**Soal Latihan:**
A – Tolong tentukan apakah tiap pernyataan berikut sesuai dengan reportase Kenduri Cinta di bawah, lalu jawab ya atau tidak disertai kutipan persis kata-kata penentunya: (i) Forum Kenduri Cinta edisi Oktober 2014 dibuka dengan tadarus sekitar pukul delapan malam. (ii) Nabi Musa diizinkan menanyakan tindakan Nabi Khidlir selama perjalanan. (iii) Kisah lengkap Nabi Musa dan Nabi Khidlir terdapat dalam Surat Yaasin.
B – Salin tanpa perubahan bagian reportase Kenduri Cinta yang dimulai pada kata-kata "Reportase Kenduri Cinta" dan berakhir setelah "pagar yang miring.".

**Kutipan Halaman:**
++++++++++
MENEGAKKAN PAGAR MIRING

Reportase Kenduri Cinta oktober 2014

MEMASUKI PUKUL DELAPAN malam, forum maiyahan Kenduri Cinta edisi Oktober 2014 dimulai dengan tadarus. Jamaah yang sebelumnya cair, perlahan makin memadat di bibir panggung, membaca Al-Fatihah, surat Yaasin dan surat Al-Kahfi, disambung lantunan wirid Hasbunallah, Padhangmbulan dan Sohibu Baiti.

Nabi Musa diperintah Allah untuk belajar tentang kehidupan kepada sosok yang bernama Nabi Khidlir. Singkat cerita, setelah keduanya bertemu, Nabi Musa diperbolehkan mengikuti perjalanan Nabi Khidlir dengan satu syarat: tidak boleh mempertanyakan apapun yang akan dilakukan oleh Nabi Khidlir selama perjalanannya tersebut. Dalam proses perjalanan itu terjadilah tiga peristiwa. Pertama, peristiwa Khidlir membocorkan kapal. Kedua, peristiwa mencekik seorang anak kecil hingga meninggal. Ketiga, peristiwa menegakkan pagar yang miring.

Setelah melalui berbagai peristiwa tersebut, Nabi Musa tidak mampu menunaikan syarat yang disepakati di awal, Nabi Musa bertanya kepada Khidlir mengapa ia lakukan hal-hal tersebut. Akhirnya Nabi Khidlir memutuskan untuk menyuruh Nabi Musa menjauh darinya. Kisah lengkap ini terdapat dalam Surat Al-Kahfi. Sosok Nabi Khidlir merupakan sosok yang sangat sedikit sekali informasi mengenainya. Menurut Ibrahim, bisa saja Nabi Khidlir muncul dalam kehidupan kita sehari-hari, namun kita tidak menyadarinya.
++++++++++
**Kutipan Item:**
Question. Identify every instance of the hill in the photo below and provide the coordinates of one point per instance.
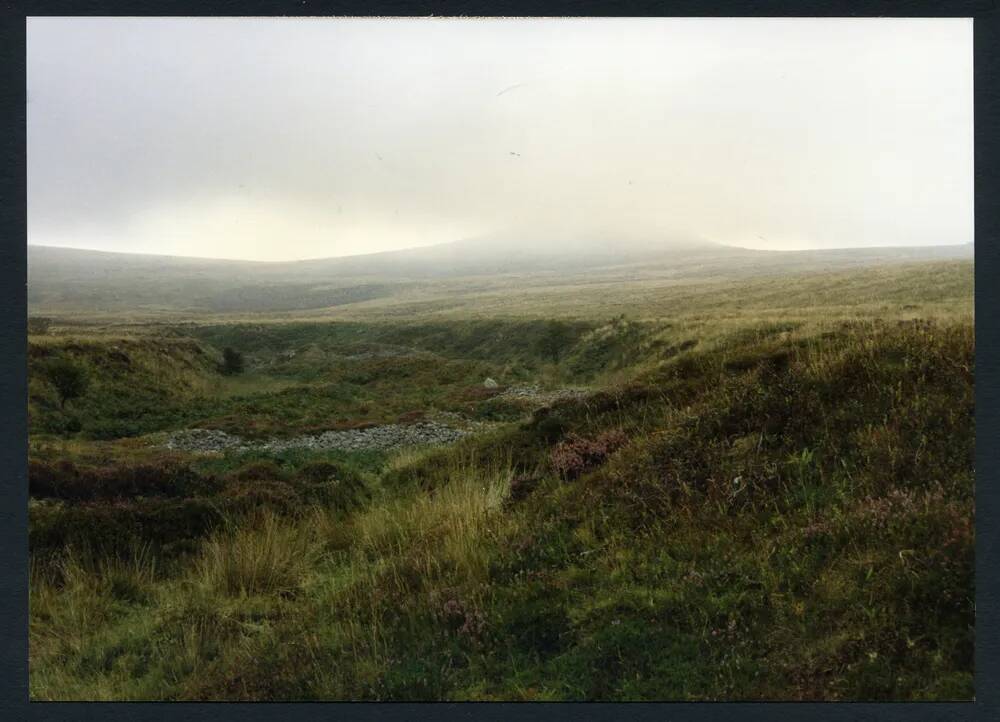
(77, 282)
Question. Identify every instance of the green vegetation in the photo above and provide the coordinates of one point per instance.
(764, 492)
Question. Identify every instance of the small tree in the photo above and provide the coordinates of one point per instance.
(69, 380)
(232, 362)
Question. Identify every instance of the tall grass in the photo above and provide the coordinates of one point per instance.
(265, 555)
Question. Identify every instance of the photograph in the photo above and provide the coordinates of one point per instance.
(480, 359)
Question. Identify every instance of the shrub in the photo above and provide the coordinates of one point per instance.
(69, 379)
(232, 362)
(39, 325)
(577, 454)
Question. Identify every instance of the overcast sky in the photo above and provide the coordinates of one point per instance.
(283, 139)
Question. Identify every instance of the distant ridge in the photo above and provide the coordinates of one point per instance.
(67, 280)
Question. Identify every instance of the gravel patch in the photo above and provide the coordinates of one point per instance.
(376, 438)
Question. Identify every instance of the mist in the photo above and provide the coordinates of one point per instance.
(282, 139)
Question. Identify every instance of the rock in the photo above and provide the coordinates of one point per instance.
(382, 438)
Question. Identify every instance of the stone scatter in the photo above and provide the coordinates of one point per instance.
(380, 438)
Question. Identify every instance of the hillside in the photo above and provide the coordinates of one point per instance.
(759, 489)
(76, 282)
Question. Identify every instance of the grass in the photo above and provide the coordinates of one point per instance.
(752, 502)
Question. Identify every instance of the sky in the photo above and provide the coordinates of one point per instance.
(283, 139)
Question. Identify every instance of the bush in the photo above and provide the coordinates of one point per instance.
(232, 362)
(69, 379)
(577, 454)
(39, 325)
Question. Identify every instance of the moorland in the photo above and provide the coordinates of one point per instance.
(732, 475)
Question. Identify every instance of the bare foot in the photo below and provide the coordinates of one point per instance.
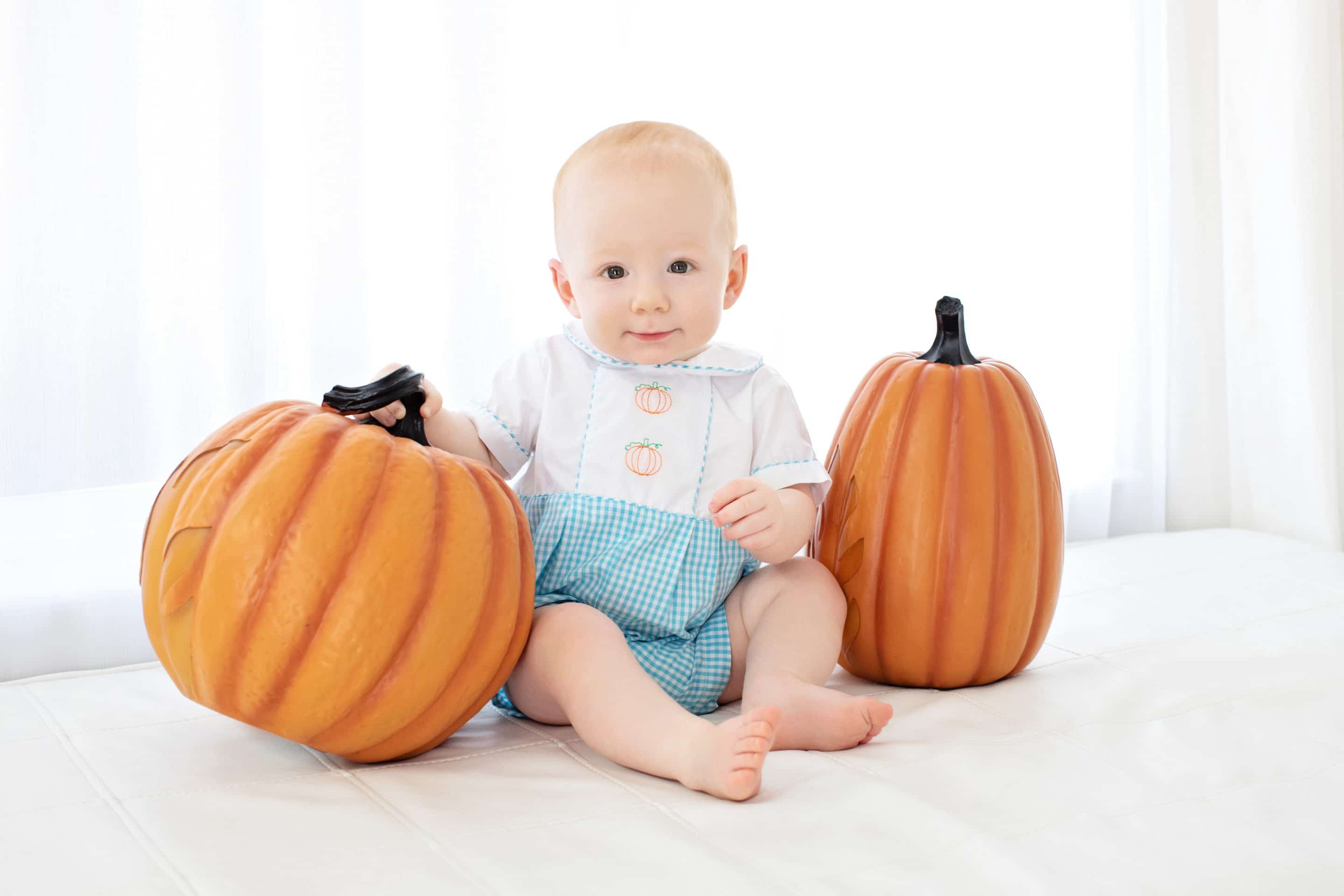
(728, 761)
(816, 718)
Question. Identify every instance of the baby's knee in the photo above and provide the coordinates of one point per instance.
(573, 624)
(553, 661)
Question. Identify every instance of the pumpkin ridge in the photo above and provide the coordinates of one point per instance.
(996, 429)
(840, 467)
(1036, 632)
(491, 588)
(946, 523)
(280, 683)
(882, 507)
(428, 743)
(272, 414)
(206, 453)
(416, 620)
(1027, 464)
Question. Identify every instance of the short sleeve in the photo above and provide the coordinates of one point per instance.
(781, 450)
(509, 415)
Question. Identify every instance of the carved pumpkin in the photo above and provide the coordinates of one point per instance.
(652, 398)
(334, 585)
(944, 525)
(643, 459)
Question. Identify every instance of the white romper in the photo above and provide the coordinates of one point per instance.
(623, 460)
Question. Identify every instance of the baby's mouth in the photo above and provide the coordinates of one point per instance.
(651, 337)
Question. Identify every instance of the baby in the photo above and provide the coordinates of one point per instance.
(665, 470)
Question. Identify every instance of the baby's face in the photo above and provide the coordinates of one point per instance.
(647, 265)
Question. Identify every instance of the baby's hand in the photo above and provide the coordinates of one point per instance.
(389, 414)
(753, 508)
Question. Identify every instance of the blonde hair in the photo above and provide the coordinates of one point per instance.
(651, 146)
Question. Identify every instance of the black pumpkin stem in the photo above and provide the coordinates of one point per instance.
(949, 347)
(401, 385)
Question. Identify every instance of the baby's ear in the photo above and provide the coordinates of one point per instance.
(562, 287)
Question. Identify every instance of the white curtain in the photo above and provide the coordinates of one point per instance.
(1238, 363)
(210, 204)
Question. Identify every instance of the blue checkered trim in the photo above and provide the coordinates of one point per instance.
(660, 577)
(807, 460)
(517, 444)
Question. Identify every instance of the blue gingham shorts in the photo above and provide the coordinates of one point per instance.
(660, 577)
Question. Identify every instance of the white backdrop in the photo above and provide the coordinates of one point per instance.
(206, 206)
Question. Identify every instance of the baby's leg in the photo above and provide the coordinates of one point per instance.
(578, 669)
(785, 624)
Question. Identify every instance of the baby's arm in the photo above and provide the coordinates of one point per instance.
(455, 433)
(772, 525)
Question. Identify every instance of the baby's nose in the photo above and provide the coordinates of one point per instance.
(650, 300)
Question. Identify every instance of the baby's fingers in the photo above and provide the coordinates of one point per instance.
(390, 414)
(433, 401)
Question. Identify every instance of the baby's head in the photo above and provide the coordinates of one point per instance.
(644, 229)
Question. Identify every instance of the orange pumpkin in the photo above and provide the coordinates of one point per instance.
(652, 398)
(335, 585)
(643, 459)
(945, 522)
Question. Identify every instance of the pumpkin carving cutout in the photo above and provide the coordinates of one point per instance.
(945, 525)
(652, 398)
(335, 585)
(643, 459)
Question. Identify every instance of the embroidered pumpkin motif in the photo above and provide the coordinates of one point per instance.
(643, 459)
(652, 398)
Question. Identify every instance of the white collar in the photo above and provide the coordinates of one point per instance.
(718, 359)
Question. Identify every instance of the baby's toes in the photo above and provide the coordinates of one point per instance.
(758, 730)
(878, 714)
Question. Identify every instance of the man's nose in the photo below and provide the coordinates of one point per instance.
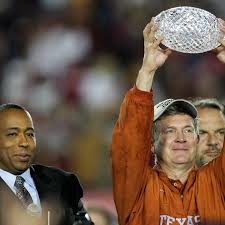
(23, 142)
(180, 136)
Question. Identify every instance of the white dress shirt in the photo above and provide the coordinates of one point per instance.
(10, 179)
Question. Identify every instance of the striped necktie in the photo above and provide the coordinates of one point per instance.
(21, 191)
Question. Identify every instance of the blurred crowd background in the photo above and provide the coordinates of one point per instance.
(70, 62)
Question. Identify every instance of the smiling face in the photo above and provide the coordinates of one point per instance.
(211, 131)
(17, 140)
(176, 142)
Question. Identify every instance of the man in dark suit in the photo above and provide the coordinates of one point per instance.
(43, 195)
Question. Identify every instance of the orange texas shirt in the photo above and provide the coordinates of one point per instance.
(145, 195)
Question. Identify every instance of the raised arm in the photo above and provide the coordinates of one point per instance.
(131, 142)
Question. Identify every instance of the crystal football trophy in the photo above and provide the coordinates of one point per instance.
(188, 29)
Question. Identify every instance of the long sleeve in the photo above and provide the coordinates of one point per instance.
(130, 152)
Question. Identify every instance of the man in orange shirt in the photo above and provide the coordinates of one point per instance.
(174, 191)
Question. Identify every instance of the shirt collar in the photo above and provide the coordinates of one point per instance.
(11, 178)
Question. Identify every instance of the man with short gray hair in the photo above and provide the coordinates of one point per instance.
(175, 191)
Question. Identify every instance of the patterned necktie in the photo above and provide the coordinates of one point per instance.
(21, 191)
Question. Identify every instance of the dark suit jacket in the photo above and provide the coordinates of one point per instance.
++++++++++
**Jawaban Tertulis:**
A –
(i) Ya: "MEMASUKI PUKUL DELAPAN malam, forum maiyahan Kenduri Cinta edisi Oktober 2014 dimulai dengan tadarus."
(ii) Tidak: "tidak boleh mempertanyakan apapun yang akan dilakukan oleh Nabi Khidlir selama perjalanannya tersebut."
(iii) Tidak: "Kisah lengkap ini terdapat dalam Surat Al-Kahfi."

B –
Reportase Kenduri Cinta oktober 2014

MEMASUKI PUKUL DELAPAN malam, forum maiyahan Kenduri Cinta edisi Oktober 2014 dimulai dengan tadarus. Jamaah yang sebelumnya cair, perlahan makin memadat di bibir panggung, membaca Al-Fatihah, surat Yaasin dan surat Al-Kahfi, disambung lantunan wirid Hasbunallah, Padhangmbulan dan Sohibu Baiti.

Nabi Musa diperintah Allah untuk belajar tentang kehidupan kepada sosok yang bernama Nabi Khidlir. Singkat cerita, setelah keduanya bertemu, Nabi Musa diperbolehkan mengikuti perjalanan Nabi Khidlir dengan satu syarat: tidak boleh mempertanyakan apapun yang akan dilakukan oleh Nabi Khidlir selama perjalanannya tersebut. Dalam proses perjalanan itu terjadilah tiga peristiwa. Pertama, peristiwa Khidlir membocorkan kapal. Kedua, peristiwa mencekik seorang anak kecil hingga meninggal. Ketiga, peristiwa menegakkan pagar yang miring.